(PAGE EXTRACT):
● ● ● ● ●
North Carolina coach Roy Williams and players celebrate after winning the national championship Monday in Glendale, Ariz.
| David J. Phillip/AP

GLENDALE, Ariz. — It’s OK, North Carolina, you can open your eyes now.

An unwatchable game turned into a beautiful night for the Tar Heels, who turned a free-throw contest into a championship they’ve been waiting an entire season to celebrate.

Justin Jackson converted a go-ahead three-point play with 1:40 left, and North Carolina pulled away down the stretch for a 71-65 victory against Gonzaga that washed away a year’s worth of heartache.

It was, in the Tar Heels’ words, a redemption tour fueled by a devastating loss to Villanova on Kris Jenkins’ three-pointer at the buzzer in the title game last season.

‘‘I wanted to see this confetti fall on us, and we’re the winners,’’ said guard Joel Berry II, who led North Carolina with 22 points. ‘‘We came out here and competed. It came down to the last second, but we’re national champs now.’’

Berry, along with most of coach Roy Williams’ players, returned for another run. But to say everything went right for the Tar Heels at the Final Four would be inaccurate.

North Carolina (33-7) followed a terrible shooting night in the semifinals Saturday against Oregon with an equally bad performance in the final, going 4-for-27 from three-point range and 26-for-73 overall.

The Bulldogs, helped by eight consecutive points from Nigel Williams-Goss, took a two-point lead with 1:52 left, but the next possession was the game-changer.

Jackson took a zinger of a pass under the basket from Theo Pinson and converted the shot, then made the ensuing free throw to give the Tar Heels a 66-65 lead they wouldn’t relinquish. Moments later, Williams-Goss twisted an ankle and couldn’t elevate for a jumper that would have given Gonzaga (37-2) the lead.
● ● ● ● ●
(MATERIAL SUPPLIED):
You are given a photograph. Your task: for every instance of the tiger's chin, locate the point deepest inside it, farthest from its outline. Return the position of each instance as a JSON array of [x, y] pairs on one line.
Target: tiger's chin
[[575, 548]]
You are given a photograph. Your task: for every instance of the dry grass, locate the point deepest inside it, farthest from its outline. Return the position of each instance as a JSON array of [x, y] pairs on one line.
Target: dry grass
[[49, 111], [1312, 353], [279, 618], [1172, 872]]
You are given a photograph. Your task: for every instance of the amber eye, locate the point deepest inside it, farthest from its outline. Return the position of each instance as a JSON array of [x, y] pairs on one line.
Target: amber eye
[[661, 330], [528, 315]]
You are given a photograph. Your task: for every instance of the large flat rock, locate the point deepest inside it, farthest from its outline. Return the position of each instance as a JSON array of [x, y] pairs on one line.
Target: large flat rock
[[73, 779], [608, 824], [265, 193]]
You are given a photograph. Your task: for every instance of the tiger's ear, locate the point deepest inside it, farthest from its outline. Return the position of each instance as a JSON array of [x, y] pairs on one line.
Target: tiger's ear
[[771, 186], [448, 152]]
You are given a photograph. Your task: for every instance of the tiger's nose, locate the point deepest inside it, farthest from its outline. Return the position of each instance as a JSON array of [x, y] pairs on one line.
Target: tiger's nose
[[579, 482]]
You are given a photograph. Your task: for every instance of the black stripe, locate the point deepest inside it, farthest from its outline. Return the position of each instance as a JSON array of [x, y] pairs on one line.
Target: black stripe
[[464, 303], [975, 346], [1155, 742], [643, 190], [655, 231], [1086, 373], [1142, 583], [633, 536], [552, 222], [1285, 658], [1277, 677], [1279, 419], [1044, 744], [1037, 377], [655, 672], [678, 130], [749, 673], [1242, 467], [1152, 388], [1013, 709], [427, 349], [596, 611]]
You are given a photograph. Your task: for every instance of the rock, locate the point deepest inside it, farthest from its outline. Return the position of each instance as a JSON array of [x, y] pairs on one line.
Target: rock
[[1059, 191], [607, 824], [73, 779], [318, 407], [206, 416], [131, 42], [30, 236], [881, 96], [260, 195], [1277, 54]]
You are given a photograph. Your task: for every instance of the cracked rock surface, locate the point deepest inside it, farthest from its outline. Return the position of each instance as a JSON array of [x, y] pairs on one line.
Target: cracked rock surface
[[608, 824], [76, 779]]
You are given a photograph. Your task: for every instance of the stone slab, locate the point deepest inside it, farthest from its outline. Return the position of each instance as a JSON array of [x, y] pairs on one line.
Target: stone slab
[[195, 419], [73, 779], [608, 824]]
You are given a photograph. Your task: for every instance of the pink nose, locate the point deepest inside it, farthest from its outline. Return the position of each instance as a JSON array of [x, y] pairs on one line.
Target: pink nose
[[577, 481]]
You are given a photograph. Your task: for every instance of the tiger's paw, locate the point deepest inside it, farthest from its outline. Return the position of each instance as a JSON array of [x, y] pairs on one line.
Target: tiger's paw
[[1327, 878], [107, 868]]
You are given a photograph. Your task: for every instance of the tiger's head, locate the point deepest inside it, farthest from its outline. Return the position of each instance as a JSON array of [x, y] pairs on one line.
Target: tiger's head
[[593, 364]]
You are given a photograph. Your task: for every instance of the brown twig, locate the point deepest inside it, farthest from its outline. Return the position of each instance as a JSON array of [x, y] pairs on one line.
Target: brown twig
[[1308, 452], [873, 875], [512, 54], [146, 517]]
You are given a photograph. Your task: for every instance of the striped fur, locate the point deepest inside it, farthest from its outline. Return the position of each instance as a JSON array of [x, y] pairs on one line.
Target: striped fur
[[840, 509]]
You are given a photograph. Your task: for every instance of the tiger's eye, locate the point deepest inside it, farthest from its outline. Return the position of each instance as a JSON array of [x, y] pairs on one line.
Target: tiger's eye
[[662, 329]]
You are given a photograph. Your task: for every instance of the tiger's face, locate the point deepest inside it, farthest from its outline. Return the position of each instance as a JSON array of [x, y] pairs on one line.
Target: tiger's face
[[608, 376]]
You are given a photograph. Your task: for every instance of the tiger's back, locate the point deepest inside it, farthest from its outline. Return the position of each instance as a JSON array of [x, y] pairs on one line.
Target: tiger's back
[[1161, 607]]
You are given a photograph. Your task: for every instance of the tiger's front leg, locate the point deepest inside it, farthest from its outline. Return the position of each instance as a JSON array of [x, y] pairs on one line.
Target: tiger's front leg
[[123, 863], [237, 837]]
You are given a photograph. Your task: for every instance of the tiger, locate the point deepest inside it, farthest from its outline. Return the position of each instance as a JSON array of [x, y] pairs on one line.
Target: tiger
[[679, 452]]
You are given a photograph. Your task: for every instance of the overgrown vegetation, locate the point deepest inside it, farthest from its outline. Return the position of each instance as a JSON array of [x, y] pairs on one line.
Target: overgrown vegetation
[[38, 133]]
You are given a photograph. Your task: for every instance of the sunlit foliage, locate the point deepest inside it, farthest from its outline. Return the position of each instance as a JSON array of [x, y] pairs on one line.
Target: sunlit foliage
● ● ● ● ●
(OBJECTIVE A):
Using the championship article, answer each question:
(i) Which North Carolina player led the team in scoring, and with how many points?
(ii) How did North Carolina shoot from three-point range in the final?
(iii) What was Gonzaga's record?
(OBJECTIVE B):
Return the passage of the championship article that starts at the words "The Bulldogs, helped" and ends after "(37-2) the lead.".
Rely only on the championship article when responding.

(FINAL ANSWER A):
(i) Joel Berry II, with 22 points.
(ii) 4-for-27.
(iii) 37-2.

(FINAL ANSWER B):
The Bulldogs, helped by eight consecutive points from Nigel Williams-Goss, took a two-point lead with 1:52 left, but the next possession was the game-changer.

Jackson took a zinger of a pass under the basket from Theo Pinson and converted the shot, then made the ensuing free throw to give the Tar Heels a 66-65 lead they wouldn’t relinquish. Moments later, Williams-Goss twisted an ankle and couldn’t elevate for a jumper that would have given Gonzaga (37-2) the lead.